# Page excerpt
· · · ·
The survey will be designed based on existing literature. A panel of experts will be involved in the survey design, including social scientists and ethicists (for informing how questions are framed), a statistician (for the sampling strategy and the development of measurement scales and scoring schemes), a data manager (for survey development and data extractions), and a group of researchers and data users (for piloting). We will use the cognitive debriefing method to pilot the survey among respondents who are similar to the target population. The pilot testing group will be selected purposively for practical reasons and will include individuals from diverse research areas, career levels, and geographical locations. During the pilot, we will check the comprehension of each question; the ability to recall answers; and whether questions are appropriate, are clear, and have sufficient response options. Feedback from the pilot phase will be incorporated in the final survey before deployment for data collection. To achieve demographic diversity, the survey will be translated into other languages, such as Spanish, French, and Portuguese. We will translate the survey by following the TRAPD (Translation, Review, Adjudication, Pretesting, and Documentation) model [31]. Professional translators will perform the initial translations before a review by bilingual individuals. To guarantee that the translated survey accurately represents the intended meaning, it will be pretested with native speakers who are comparable to the target audience.

The survey instrument focuses on the following four main areas: respondents’ demographics, the nature of data use, challenges with data use, and interventions to enhance data use (Multimedia Appendices 1-5). Conditional logic will be applied to display nested questions that are dependent on the respondents’ previous answers. For example, respondents who have published results that are based on secondary analyses will be asked to indicate the number of publications generated from those analyses. Similarly, questions on the history of data use will not be displayed for nonusers.
· · · ·
# Supplied data
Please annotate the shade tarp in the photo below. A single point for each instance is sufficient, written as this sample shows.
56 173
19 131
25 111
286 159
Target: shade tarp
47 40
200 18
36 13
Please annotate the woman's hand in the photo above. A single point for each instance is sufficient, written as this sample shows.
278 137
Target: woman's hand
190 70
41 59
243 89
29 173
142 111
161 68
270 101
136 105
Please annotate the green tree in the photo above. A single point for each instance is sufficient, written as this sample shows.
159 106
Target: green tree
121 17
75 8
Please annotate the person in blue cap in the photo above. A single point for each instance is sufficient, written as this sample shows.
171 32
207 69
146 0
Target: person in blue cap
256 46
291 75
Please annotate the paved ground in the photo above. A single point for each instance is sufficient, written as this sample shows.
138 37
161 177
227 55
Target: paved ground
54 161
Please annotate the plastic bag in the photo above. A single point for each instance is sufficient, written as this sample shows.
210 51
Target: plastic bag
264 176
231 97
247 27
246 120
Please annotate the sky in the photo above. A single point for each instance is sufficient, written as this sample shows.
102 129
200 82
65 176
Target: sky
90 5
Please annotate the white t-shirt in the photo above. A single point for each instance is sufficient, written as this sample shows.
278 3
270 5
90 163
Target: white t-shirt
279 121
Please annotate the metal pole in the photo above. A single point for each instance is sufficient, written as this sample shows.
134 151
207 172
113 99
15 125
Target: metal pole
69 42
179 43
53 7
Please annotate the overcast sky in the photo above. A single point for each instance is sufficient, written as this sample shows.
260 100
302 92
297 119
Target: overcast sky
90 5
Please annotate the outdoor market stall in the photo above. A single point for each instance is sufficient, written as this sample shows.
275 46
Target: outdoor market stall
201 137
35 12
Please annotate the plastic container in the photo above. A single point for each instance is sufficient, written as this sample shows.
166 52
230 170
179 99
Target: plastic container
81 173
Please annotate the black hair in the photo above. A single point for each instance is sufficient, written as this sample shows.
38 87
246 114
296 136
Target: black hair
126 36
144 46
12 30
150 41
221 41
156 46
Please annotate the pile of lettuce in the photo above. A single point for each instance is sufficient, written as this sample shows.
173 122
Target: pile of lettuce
· · · ·
# Work to complete
1) Answer these questions using the survey design excerpt:
(a) What method will be used to pilot the survey?
(b) Who will perform the initial translations of the survey?
(c) What are the four main areas the survey instrument focuses on?
2) Write the next part of the survey design excerpt, picking up after its final sentence.

# Answers in order
1)
(a) The cognitive debriefing method.
(b) Professional translators.
(c) Respondents' demographics, the nature of data use, challenges with data use, and interventions to enhance data use.

2)
To reach the target population, the survey will be advertised on forums for researchers and secondary data users, such as the Global Health Network and the COVID-19 Clinical Research Coalition; in conferences; and through the collaborating institutions’ social media platforms. Participants will also be encouraged to share the survey with their colleagues. The survey will be conducted globally. The data will be reviewed after the number of recruited participants reaches one-third (132/400, 33%) of the target sample size to monitor the distribution of respondents by geographical location, research area, and occupation. The results of the review will be used to strategize the advertisement and distribution of the survey to target specific groups.

Interviews

Semistructured in-depth interviews will be conducted with 20 to 40 data users or until a state of data saturation is reached. Data saturation occurs when further interviews no longer produce new insights or themes [32]. Considering limitations on travel and on holding meetings resulting from the COVID-19 pandemic, we will primarily use web-based or remote methods for data collection. In-person interviews may be conducted when it is safe to do so, in compliance with local regulations.

The inclusion criteria are as follows: (1) individuals aged ≥18 years, (2) researchers or professionals using clinical research data shared by other researchers for secondary purposes, and (3) those who provide consent to participate in the study.

Potential participants will be identified through a web-based search for publications that are based on secondary analyses, focusing on researchers and professionals who have used data from LMICs. The corresponding authors will be contacted by email and invited to participate in interviews. To reach data users who have not yet generated publications, we will invite individuals who have requested data sets from institutional data repositories. Individuals who are interested in participating in the study will be sent the participant information sheet and consent form by email. The information sheet will describe the nature of the study, what the interviews will entail, and details on how data will be stored and processed during and after the study. It will be clearly stated that the participants are free to withdraw from the study at any time, for any reason, and with no obligation to give the reason for withdrawal. The participants will be allowed as much time as they wish to consider the information, and they will be given the opportunity to raise questions with the investigator or other independent parties to decide whether they will participate in the study. Interviews will then be scheduled at mutually convenient times. Audio-recorded consent will be obtained prior to asking the interview questions. The interviewer will document that verbal consent was obtained on a consent form. The investigator will keep a copy of the signed form in the study file and send a copy to the participants by email. For interviews that are held in person, the participants will sign the consent form prior to start of the interview. The interviews are estimated to last 40 to 60 minutes. Multimedia Appendix 6 shows the interview guide.

It is likely that participants of the in-depth interviews may be included in the survey. However, as the survey is anonymous, it will not be possible to identify individuals who participate in both the survey and the interviews.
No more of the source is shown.